START

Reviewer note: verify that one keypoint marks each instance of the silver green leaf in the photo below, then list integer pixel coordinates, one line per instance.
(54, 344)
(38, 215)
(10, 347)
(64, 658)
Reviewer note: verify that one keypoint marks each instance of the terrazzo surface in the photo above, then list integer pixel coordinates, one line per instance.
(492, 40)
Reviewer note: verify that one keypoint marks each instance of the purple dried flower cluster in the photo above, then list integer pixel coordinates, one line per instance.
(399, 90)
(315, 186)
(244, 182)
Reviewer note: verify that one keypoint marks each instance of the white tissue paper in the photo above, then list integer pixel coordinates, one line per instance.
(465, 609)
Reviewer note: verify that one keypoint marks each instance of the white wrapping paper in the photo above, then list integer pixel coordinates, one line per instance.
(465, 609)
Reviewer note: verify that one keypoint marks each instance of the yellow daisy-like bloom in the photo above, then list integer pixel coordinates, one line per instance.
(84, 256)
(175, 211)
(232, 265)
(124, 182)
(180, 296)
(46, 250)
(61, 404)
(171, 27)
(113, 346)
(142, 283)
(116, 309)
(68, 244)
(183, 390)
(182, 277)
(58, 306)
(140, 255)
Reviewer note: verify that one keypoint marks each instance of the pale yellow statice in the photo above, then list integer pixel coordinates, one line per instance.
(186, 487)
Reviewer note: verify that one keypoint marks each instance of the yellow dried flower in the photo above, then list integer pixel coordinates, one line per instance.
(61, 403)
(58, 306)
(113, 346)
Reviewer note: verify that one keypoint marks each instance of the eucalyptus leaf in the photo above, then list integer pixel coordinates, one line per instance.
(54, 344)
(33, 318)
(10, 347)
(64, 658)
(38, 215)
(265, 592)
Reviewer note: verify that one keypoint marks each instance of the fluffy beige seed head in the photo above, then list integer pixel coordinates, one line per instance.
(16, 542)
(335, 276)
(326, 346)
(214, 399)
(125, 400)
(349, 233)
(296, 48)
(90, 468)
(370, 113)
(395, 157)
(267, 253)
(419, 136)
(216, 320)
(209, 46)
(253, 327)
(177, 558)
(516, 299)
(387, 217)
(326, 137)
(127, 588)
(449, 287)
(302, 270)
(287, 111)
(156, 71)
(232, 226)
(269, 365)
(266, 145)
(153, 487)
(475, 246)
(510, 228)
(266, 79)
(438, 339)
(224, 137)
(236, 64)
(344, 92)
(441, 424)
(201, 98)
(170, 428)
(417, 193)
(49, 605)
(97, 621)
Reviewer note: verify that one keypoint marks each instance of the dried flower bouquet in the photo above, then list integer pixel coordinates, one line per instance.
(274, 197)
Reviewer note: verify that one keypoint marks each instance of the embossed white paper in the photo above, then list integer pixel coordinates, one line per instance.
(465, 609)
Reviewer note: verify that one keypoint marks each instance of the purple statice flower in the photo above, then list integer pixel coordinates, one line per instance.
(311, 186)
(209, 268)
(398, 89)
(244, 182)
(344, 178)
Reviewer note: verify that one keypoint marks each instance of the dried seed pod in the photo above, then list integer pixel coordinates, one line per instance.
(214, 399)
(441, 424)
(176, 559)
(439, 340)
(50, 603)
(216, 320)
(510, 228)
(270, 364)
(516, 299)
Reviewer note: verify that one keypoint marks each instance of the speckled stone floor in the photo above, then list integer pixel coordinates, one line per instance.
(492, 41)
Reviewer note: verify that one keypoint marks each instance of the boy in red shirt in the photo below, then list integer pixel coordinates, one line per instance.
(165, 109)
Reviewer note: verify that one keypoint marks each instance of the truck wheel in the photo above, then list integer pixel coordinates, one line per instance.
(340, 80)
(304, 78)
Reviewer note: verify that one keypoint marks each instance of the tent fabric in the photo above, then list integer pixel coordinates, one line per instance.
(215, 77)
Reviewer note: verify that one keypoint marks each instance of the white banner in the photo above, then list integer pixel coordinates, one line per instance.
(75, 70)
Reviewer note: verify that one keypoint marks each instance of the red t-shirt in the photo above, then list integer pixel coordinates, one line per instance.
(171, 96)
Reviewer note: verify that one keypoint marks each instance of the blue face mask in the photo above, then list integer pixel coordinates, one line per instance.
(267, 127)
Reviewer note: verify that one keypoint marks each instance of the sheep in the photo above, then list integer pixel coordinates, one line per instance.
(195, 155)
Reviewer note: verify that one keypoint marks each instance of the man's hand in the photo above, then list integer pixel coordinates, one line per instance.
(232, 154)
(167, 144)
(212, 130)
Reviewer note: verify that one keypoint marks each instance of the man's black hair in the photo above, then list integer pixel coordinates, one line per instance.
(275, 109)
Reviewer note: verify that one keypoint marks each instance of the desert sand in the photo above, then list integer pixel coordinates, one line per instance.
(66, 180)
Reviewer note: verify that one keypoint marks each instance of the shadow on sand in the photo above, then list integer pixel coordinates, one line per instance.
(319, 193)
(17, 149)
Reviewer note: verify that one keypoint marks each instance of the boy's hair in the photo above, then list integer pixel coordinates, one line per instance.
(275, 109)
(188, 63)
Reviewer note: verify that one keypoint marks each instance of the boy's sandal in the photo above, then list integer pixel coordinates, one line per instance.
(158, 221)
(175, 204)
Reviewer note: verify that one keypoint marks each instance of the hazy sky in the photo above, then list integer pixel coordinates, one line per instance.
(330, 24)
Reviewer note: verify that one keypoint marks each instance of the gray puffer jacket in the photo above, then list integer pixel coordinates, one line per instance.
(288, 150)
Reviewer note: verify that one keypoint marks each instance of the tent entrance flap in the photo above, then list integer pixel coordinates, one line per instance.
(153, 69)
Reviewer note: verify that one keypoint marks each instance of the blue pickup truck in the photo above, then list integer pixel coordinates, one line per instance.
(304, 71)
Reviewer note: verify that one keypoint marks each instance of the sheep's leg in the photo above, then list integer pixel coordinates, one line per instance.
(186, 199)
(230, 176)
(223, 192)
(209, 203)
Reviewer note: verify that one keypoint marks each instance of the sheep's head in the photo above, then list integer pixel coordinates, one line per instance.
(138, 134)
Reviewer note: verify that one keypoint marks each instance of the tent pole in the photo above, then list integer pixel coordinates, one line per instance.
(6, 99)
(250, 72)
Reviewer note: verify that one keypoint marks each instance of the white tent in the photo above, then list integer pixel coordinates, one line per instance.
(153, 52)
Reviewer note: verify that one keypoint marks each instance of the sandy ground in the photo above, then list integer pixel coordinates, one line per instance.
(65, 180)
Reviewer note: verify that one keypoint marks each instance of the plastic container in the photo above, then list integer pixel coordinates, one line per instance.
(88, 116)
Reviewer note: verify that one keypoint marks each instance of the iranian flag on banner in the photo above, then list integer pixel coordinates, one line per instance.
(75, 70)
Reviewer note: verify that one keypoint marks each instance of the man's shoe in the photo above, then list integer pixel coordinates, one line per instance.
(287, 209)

END

Reproduce every record, matching each line exactly.

» Answer for this exercise
Reviewer note: verify that one keypoint marks each instance of the silver green leaf in the photo below, then list integer pixel coordinates, one line per instance.
(54, 344)
(38, 215)
(10, 347)
(64, 658)
Reviewer note: verify that one keypoint marks each instance of the terrazzo surface in the photo above, then list integer pixel coordinates, one line per instance.
(492, 40)
Reviewer note: verify that one keypoint marks each instance of the purple dried flower cluster in the photo above, then list integer pixel coordinates, one line per instance.
(399, 90)
(315, 186)
(244, 182)
Reviewer note: verify that one keypoint marks each instance of the white tissue paper in the photo above, then list integer pixel coordinates, one line per instance.
(465, 609)
Reviewer note: verify that one keypoint marks each instance of the white wrapping paper in the photo above, then list integer pixel coordinates, one line per instance.
(465, 609)
Reviewer note: verify that one keypoint marks each instance of the yellow daisy-like bloom in the photo above, then list integer pixel coordinates, one line per instance.
(84, 256)
(175, 211)
(232, 265)
(124, 182)
(180, 296)
(46, 250)
(61, 404)
(171, 27)
(113, 346)
(142, 283)
(116, 309)
(68, 244)
(183, 390)
(182, 277)
(58, 306)
(140, 255)
Reviewer note: verify that one keypoint marks each instance of the pale yellow statice in the photo above, then list integer pixel coordinates, one line per instance.
(186, 487)
Reviewer note: verify that one keypoint marks each instance of the yellow dried flower in the photo above, then list integer pixel coordinates, one line per instance.
(61, 403)
(58, 306)
(113, 346)
Reviewer note: verify that one keypoint marks each instance of the eucalyptus leaf in the photo above, then list integer pixel coordinates, one line per instance.
(54, 344)
(33, 318)
(10, 347)
(64, 658)
(38, 215)
(265, 592)
Reviewer note: verify that one keypoint marks each instance of the fluffy beige seed head in the photo above, then list integer pixel coordinates, one line per instance.
(16, 542)
(335, 276)
(326, 346)
(214, 399)
(125, 400)
(349, 233)
(296, 48)
(90, 468)
(370, 113)
(395, 157)
(267, 253)
(419, 136)
(216, 320)
(209, 46)
(253, 327)
(177, 558)
(516, 299)
(387, 217)
(326, 137)
(127, 588)
(449, 287)
(302, 270)
(287, 111)
(156, 71)
(232, 226)
(269, 365)
(266, 145)
(153, 487)
(475, 246)
(510, 228)
(266, 79)
(438, 339)
(224, 137)
(236, 64)
(344, 92)
(441, 424)
(201, 98)
(170, 428)
(417, 193)
(49, 605)
(97, 621)
Reviewer note: verify that one keypoint marks each instance of the dried flower bouquet in the photo above, then list integer pixel coordinates, one line per instance.
(274, 197)
Reviewer note: verify that one keypoint marks each instance of the embossed white paper in the photo above, then list integer pixel coordinates, one line per instance.
(465, 609)
Reviewer note: verify that one keypoint marks each instance of the purple statice flower in the photo above, then list integer pixel coordinates, one line per instance.
(311, 186)
(209, 268)
(398, 89)
(244, 182)
(344, 178)
Reviewer note: verify that one keypoint marks each instance of the dried seed pod in the photo above, then list integer pixel coordinates, one line per instance.
(214, 399)
(441, 424)
(176, 559)
(439, 340)
(50, 603)
(216, 320)
(510, 228)
(270, 364)
(516, 299)
Reviewer note: verify that one keypoint marks each instance of the speckled stone floor in the photo above, then list integer pixel coordinates, one line per instance.
(492, 41)
Reviewer note: verify that one keypoint marks each instance of the boy in red shirt in the photo below, then list integer pixel coordinates, one line per instance.
(165, 109)
Reviewer note: verify that one keypoint marks each instance of the truck wheel in the photo above, then list integer pixel coordinates, one line per instance.
(340, 80)
(304, 78)
Reviewer note: verify that one keypoint marks each instance of the tent fabric in the photo above, then list integer pixel coordinates, one line per instance.
(215, 77)
Reviewer note: verify that one keypoint marks each instance of the white banner in the photo above, then list integer pixel coordinates, one line per instance.
(75, 70)
Reviewer note: verify that one keypoint marks each instance of the red t-shirt in the photo above, then list integer pixel coordinates, one line per instance.
(171, 96)
Reviewer note: verify that one keypoint marks each instance of the blue face mask in the photo above, then list integer pixel coordinates, one line per instance.
(267, 127)
Reviewer note: verify that one keypoint marks each instance of the sheep in the photo above, then list integer pixel coordinates, one line per instance.
(195, 155)
Reviewer note: verify that one keypoint marks each instance of the man's hand in the photo above, then list integer pixel coordinates, one line per instance.
(232, 154)
(167, 144)
(212, 130)
Reviewer note: verify that one keypoint marks each instance of the man's black hair in the photo above, then list integer pixel coordinates, one line per instance.
(275, 109)
Reviewer note: verify that one keypoint marks each instance of the desert sand in the photo above, then list integer pixel coordinates, one line per instance.
(66, 180)
Reviewer note: verify that one keypoint marks each instance of the shadow on sand in the photo above, then list integer pixel coordinates, one line per instance.
(319, 193)
(17, 149)
Reviewer note: verify that one keypoint marks each instance of the boy's hair in the photo above, then list integer pixel coordinates, one line per instance.
(275, 109)
(188, 63)
Reviewer note: verify that one keypoint marks each instance of the boy's sandal in the photo above, then list integer pixel coordinates, one line per instance.
(158, 221)
(175, 204)
Reviewer note: verify that one keypoint marks each instance of the hazy sky in the photo above, then list integer pixel coordinates, one line per instance.
(330, 24)
Reviewer note: verify that one keypoint marks each instance of the gray puffer jacket in the photo above, then list integer pixel coordinates, one line per instance.
(288, 150)
Reviewer note: verify that one keypoint marks each instance of the tent entrance flap in the photo above, then list integer pixel coordinates, one line per instance.
(153, 69)
Reviewer note: verify that one keypoint marks each instance of the blue pickup truck in the photo above, then list integer pixel coordinates, one line per instance.
(304, 71)
Reviewer note: verify that one keypoint marks each instance of the sheep's leg in the photo above, then list integer pixel coordinates, one line per instance.
(186, 199)
(230, 176)
(223, 192)
(209, 203)
Reviewer note: verify that one keypoint marks each instance of the sheep's head in the photo above, then list integer pixel coordinates, one line per instance.
(138, 134)
Reviewer note: verify that one keypoint marks each instance of the tent pole in the photo above, then list integer pixel coordinates, one line per instance.
(6, 99)
(250, 72)
Reviewer note: verify that one keypoint marks each instance of the white tent in the photo above, then list integer pixel coordinates, one line per instance.
(153, 52)
Reviewer note: verify that one keypoint marks each instance of the sandy ground in the photo above, then list integer pixel coordinates, one line per instance.
(65, 180)
Reviewer note: verify that one keypoint marks each instance of the plastic container in the photo above, then list integer pixel coordinates, one line per instance.
(88, 116)
Reviewer note: verify that one keypoint marks each instance of the iranian flag on banner in the photo above, then list integer pixel coordinates, one line per instance.
(75, 70)
Reviewer note: verify that one keypoint marks each instance of the man's shoe in the photo above, then list integer pixel coordinates, one line per instance.
(287, 209)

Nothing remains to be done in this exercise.